Set exercise:
Gather and copy out every line in the records below that contains the word "wave".

Listed entries:

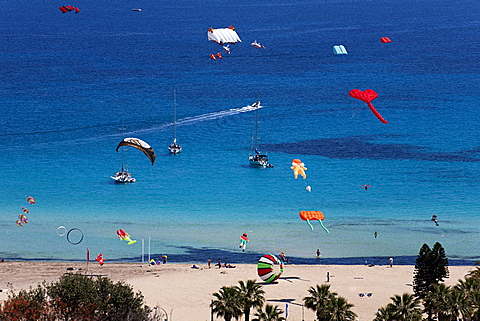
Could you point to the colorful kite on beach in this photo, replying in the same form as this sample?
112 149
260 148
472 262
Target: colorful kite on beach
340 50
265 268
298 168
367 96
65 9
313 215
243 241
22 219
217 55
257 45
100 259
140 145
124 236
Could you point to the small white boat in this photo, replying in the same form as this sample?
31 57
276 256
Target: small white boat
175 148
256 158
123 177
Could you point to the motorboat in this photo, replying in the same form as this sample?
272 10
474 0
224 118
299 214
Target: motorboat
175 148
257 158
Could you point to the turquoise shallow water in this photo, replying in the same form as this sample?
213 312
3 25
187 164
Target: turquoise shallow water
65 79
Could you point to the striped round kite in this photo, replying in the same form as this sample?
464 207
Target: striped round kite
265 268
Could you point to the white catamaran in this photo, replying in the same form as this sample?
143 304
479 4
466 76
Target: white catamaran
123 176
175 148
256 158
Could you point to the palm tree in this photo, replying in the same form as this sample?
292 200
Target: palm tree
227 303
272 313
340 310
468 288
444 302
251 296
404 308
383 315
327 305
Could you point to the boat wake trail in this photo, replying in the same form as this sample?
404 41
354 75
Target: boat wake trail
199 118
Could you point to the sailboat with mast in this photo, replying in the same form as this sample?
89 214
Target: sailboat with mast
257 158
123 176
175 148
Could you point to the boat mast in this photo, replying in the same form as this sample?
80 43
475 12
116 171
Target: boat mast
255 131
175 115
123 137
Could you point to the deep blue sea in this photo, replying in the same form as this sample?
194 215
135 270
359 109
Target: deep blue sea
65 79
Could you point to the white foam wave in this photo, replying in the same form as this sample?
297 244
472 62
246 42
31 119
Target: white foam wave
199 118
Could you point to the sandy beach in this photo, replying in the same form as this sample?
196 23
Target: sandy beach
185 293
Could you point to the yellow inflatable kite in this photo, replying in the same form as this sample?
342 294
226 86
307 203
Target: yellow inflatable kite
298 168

* * *

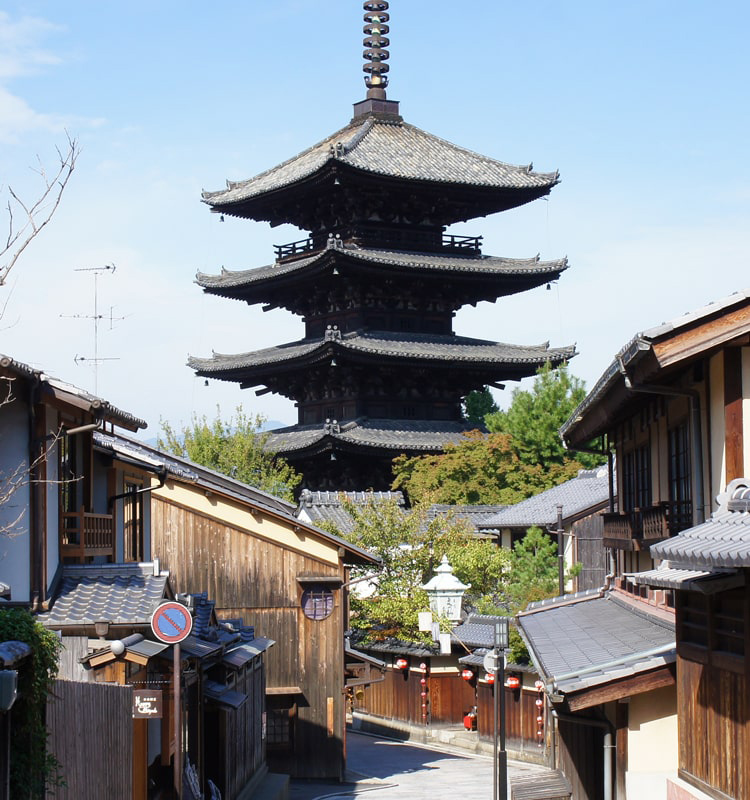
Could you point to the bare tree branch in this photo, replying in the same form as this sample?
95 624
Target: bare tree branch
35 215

Response to the task:
Could you point to the white foam wave in this photo, replying in the same form as this sample?
Target: white foam wave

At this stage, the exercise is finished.